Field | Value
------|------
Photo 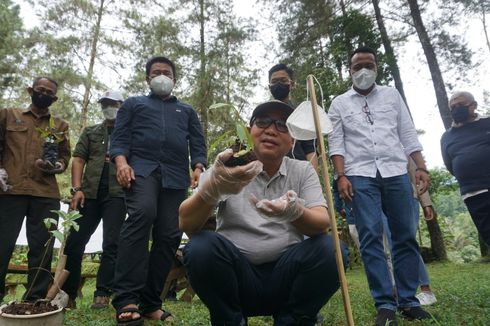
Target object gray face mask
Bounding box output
[352,68,377,90]
[102,106,119,120]
[150,75,174,97]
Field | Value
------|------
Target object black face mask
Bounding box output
[31,90,54,109]
[270,83,289,100]
[451,105,470,123]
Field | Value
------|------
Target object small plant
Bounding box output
[36,115,64,166]
[44,210,82,300]
[209,103,257,167]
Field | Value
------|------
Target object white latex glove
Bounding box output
[198,149,263,205]
[0,169,12,192]
[250,190,305,223]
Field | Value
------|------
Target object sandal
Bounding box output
[116,307,144,326]
[143,309,174,321]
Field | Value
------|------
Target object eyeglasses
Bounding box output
[362,101,374,124]
[269,77,291,86]
[252,118,289,133]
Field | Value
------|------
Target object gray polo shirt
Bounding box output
[200,157,327,265]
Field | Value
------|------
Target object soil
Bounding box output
[43,142,58,166]
[224,139,257,167]
[2,301,59,315]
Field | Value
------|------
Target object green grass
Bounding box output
[2,263,490,326]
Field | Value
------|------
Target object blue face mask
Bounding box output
[451,105,470,123]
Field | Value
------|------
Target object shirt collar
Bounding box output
[347,83,378,97]
[22,104,51,118]
[451,112,482,128]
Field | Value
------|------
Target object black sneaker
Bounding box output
[375,308,398,326]
[399,307,432,320]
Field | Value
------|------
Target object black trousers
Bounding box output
[112,171,187,314]
[63,194,126,299]
[0,195,60,301]
[464,189,490,245]
[184,231,347,326]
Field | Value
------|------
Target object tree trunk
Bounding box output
[480,0,490,51]
[478,233,490,262]
[197,0,208,139]
[407,0,452,129]
[372,0,412,108]
[425,218,447,261]
[81,0,105,129]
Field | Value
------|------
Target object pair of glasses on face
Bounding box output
[362,101,374,125]
[253,118,288,133]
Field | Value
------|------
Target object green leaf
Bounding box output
[51,230,65,243]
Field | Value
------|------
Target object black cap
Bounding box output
[250,100,294,125]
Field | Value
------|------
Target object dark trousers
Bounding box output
[63,194,126,299]
[0,195,60,301]
[184,231,347,326]
[112,171,187,313]
[464,189,490,245]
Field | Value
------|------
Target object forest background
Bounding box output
[0,0,490,262]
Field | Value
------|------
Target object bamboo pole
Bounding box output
[306,75,354,326]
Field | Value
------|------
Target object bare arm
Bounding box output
[179,194,215,236]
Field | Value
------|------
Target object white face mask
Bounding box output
[150,75,174,97]
[102,106,119,120]
[352,68,377,90]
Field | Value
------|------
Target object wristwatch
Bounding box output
[333,172,345,181]
[70,187,82,196]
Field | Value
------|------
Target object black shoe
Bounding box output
[399,307,433,320]
[376,308,398,326]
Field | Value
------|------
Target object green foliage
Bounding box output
[44,210,82,245]
[36,115,65,144]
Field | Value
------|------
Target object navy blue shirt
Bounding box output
[110,93,207,189]
[441,118,490,195]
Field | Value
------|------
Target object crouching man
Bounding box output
[179,101,346,325]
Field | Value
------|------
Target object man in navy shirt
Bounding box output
[441,92,490,245]
[110,57,207,325]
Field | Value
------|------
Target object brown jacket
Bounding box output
[0,107,70,199]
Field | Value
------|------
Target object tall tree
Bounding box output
[407,0,452,129]
[31,0,125,129]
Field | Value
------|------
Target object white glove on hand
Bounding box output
[250,190,305,223]
[0,169,12,192]
[198,149,263,205]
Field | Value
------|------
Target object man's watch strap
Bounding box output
[333,172,345,181]
[70,187,82,196]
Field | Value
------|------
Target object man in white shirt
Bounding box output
[329,47,431,325]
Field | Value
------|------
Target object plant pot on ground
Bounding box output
[0,211,81,326]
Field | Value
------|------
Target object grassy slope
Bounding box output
[6,263,490,326]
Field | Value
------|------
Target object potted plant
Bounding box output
[36,115,64,167]
[0,210,82,326]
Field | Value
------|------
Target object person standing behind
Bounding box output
[441,91,490,245]
[0,77,70,301]
[328,47,431,325]
[63,91,126,309]
[110,57,207,325]
[269,63,318,170]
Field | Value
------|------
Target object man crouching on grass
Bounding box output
[179,101,346,326]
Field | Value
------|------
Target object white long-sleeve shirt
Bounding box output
[328,85,422,178]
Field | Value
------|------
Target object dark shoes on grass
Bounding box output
[90,295,110,309]
[375,308,398,326]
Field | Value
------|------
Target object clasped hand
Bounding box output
[34,158,65,174]
[250,190,305,223]
[198,149,263,205]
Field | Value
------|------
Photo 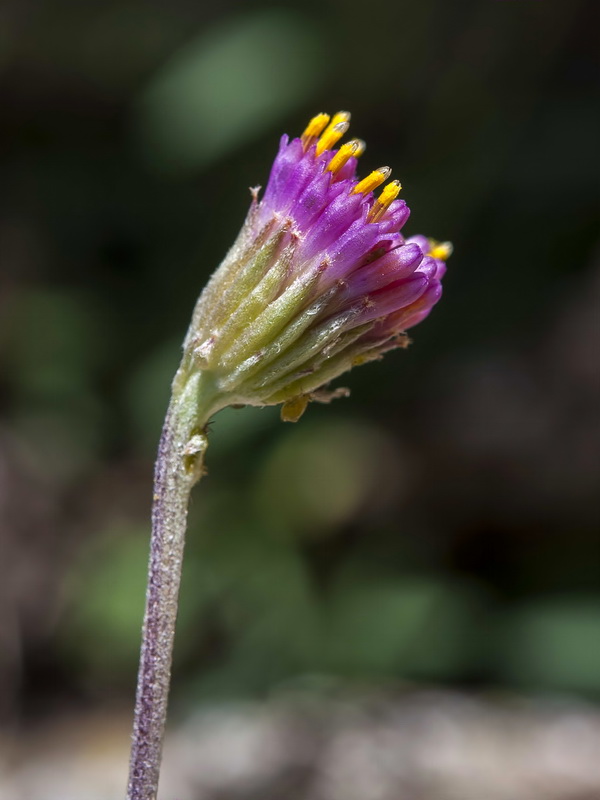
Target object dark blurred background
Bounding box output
[0,0,600,800]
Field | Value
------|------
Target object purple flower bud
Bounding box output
[181,112,451,422]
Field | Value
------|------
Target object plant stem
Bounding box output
[127,373,214,800]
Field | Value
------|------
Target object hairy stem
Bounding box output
[127,374,213,800]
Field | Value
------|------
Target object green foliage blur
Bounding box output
[0,0,600,713]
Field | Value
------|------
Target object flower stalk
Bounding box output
[127,111,452,800]
[127,373,208,800]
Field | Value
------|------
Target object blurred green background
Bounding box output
[0,0,600,732]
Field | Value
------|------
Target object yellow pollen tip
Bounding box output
[352,167,392,194]
[301,114,330,150]
[428,239,454,261]
[325,111,350,133]
[327,139,361,175]
[367,181,402,222]
[317,122,350,156]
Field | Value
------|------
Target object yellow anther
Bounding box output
[301,114,330,150]
[324,111,350,133]
[317,122,350,156]
[428,239,454,261]
[352,167,392,194]
[327,139,361,175]
[367,181,402,222]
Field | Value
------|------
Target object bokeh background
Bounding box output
[0,0,600,800]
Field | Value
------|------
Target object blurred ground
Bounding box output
[0,0,600,800]
[0,692,600,800]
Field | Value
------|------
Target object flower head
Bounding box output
[180,112,452,419]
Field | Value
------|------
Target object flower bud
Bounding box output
[175,112,451,420]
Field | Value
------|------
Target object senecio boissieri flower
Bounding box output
[127,112,451,800]
[176,112,452,428]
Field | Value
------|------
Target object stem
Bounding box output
[127,373,214,800]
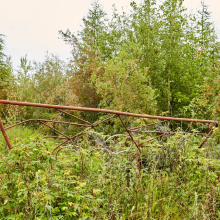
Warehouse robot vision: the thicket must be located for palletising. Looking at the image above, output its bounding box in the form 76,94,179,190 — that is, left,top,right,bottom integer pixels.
0,0,220,219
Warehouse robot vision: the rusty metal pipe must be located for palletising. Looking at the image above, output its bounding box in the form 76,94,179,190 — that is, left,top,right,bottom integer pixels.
0,117,13,149
5,119,90,130
39,120,70,140
138,133,165,146
118,115,141,153
57,109,93,125
0,100,218,125
128,120,168,131
130,130,207,136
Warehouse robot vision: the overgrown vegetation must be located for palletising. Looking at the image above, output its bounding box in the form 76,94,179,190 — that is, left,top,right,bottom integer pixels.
0,0,220,219
0,127,220,219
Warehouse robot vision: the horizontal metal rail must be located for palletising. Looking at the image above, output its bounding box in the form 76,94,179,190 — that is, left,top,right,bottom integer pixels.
0,100,218,154
0,100,217,124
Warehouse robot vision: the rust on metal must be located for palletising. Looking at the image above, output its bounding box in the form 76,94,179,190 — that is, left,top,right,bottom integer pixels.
0,100,218,155
39,120,70,140
0,100,217,124
118,115,141,153
0,117,12,149
128,120,168,131
57,109,93,125
138,133,165,146
199,129,213,148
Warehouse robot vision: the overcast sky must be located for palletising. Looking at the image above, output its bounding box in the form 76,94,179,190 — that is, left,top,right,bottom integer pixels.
0,0,220,69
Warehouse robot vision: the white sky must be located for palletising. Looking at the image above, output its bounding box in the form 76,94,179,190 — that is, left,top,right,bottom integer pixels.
0,0,220,69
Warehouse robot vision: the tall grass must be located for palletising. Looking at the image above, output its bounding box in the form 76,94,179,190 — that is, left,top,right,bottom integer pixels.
0,128,220,219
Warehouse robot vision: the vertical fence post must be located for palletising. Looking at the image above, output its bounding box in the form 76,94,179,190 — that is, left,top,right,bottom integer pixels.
0,116,12,149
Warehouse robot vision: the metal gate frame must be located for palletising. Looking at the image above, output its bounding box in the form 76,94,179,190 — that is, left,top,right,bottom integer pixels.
0,100,218,154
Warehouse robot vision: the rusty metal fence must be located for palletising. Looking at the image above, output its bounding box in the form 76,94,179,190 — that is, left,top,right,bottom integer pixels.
0,100,218,155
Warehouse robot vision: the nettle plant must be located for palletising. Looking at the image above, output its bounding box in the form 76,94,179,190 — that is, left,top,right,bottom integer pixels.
0,140,93,219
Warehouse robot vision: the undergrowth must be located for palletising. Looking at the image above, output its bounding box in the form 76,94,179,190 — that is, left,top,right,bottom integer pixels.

........

Problem to solve ->
Reproduce everything in the data above, from the line containing "Warehouse robot vision: the rusty metal pipe" down to the line containing "130,130,207,136", keeping both of those lines and changing nothing.

Result of the exercise ->
Warehouse robot vision: the rusty metal pipe must be located for palletising. Looking at the image above, output its bounding box in the form 76,94,179,190 — that is, left,top,right,bottom integer pixels.
0,117,13,149
5,119,90,130
39,120,70,140
138,133,165,146
118,115,141,153
57,109,93,125
0,100,218,125
128,120,168,131
130,130,207,136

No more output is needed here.